In August of 1959, when the Commissioner of the Cameroons held a plebiscite conference that became known as the Mamfe Conference, research conducted published by Chem-Langhëë and Njeuma reveals that “secession [from Nigeria] seemed the most popular option, closely followed by Integration [with Nigeria]. Reunification [with French Cameroun or la République du Cameroun] was the least popular.”
In fact, the record showed that at the Mamfe Conference, the “freely expressed wishes of the people concerned,” the 33 representatives of the people of the Southern Cameroons attending the Conference voted overwhelmingly for sovereign independence: for “secession,” that is outright independence without any sort of association with neither the Nigerian Federation nor French Cameroun (la République du Cameroun). The vote was twenty-seven to six: “All eight Chiefs and Fons and eleven of the seventeen Native Authorities’ representatives supported secession [outright independence].”
When the United Kingdom, in qualifying as “expendable” a people, and violated international law and the expressed wishes of the people of the Southern Cameroons, and offered the people and territory of the Southern Cameroons to be annexed by France to their colony, la République du Cameroun, they obviously never counted on the eternal staying power of the wronged and maligned who will always seek justice and liberty.
British Embassy, Brussels: The younger generation of Southern Cameroonians has taken their plight global
Forty-six years on, an inter-generational responsibility, an inherent collective genetic command, continues to inspire the people of Southern Cameroons to self-determination and sovereign independence, at home and abroad.

Work order 1:
According to the Mamfe Conference passage, what was the vote count among the representatives at the conference?
Work order 2:
Starting at the words "When the United", copy the Mamfe Conference passage word for word, stopping after "justice and liberty.".
Rely only on the Mamfe Conference passage, not on outside knowledge.

Supplied records:
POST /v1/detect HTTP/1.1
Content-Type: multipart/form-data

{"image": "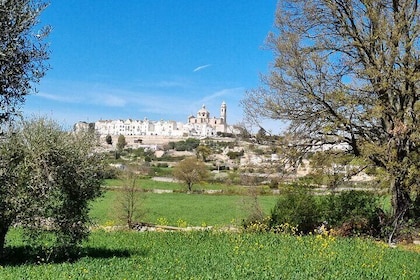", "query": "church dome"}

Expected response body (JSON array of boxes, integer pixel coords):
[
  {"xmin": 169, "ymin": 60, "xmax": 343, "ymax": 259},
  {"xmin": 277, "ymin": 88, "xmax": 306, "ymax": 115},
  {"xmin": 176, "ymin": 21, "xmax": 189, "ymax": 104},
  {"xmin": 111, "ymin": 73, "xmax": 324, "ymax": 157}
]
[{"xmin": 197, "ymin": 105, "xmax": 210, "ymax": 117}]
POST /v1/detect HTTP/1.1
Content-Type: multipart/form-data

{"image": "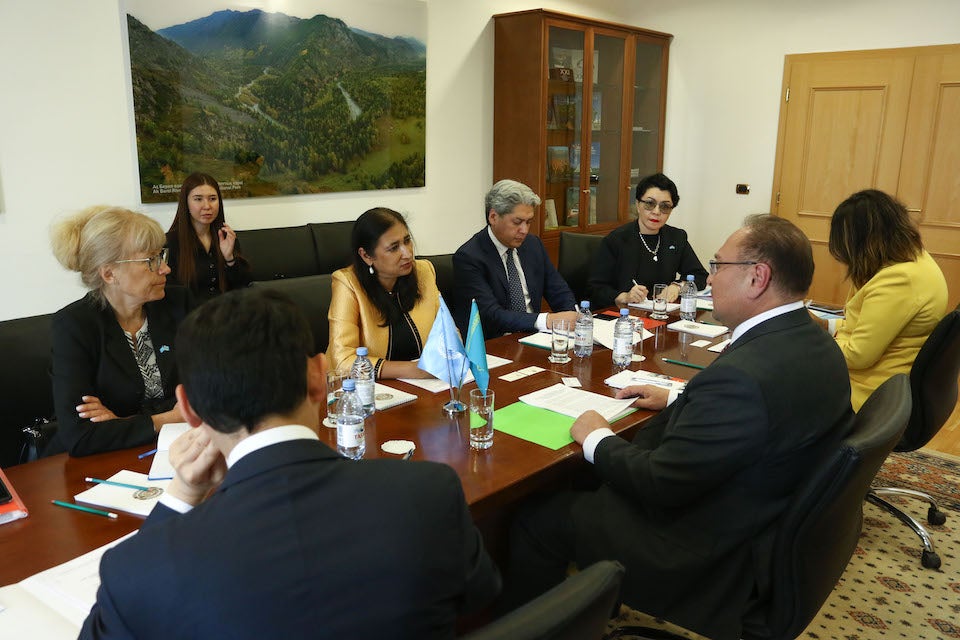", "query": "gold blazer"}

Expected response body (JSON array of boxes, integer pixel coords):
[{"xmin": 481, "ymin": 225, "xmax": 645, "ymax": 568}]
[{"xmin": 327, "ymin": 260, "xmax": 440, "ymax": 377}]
--
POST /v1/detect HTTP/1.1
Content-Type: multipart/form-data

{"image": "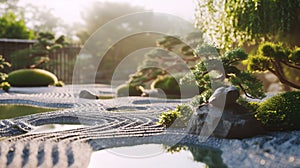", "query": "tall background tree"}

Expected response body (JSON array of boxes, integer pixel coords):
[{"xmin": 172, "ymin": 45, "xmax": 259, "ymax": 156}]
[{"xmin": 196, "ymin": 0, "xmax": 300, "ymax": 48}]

Task result 1:
Twenty-seven to six.

Task result 2:
When the United Kingdom, in qualifying as “expendable” a people, and violated international law and the expressed wishes of the people of the Southern Cameroons, and offered the people and territory of the Southern Cameroons to be annexed by France to their colony, la République du Cameroun, they obviously never counted on the eternal staying power of the wronged and maligned who will always seek justice and liberty.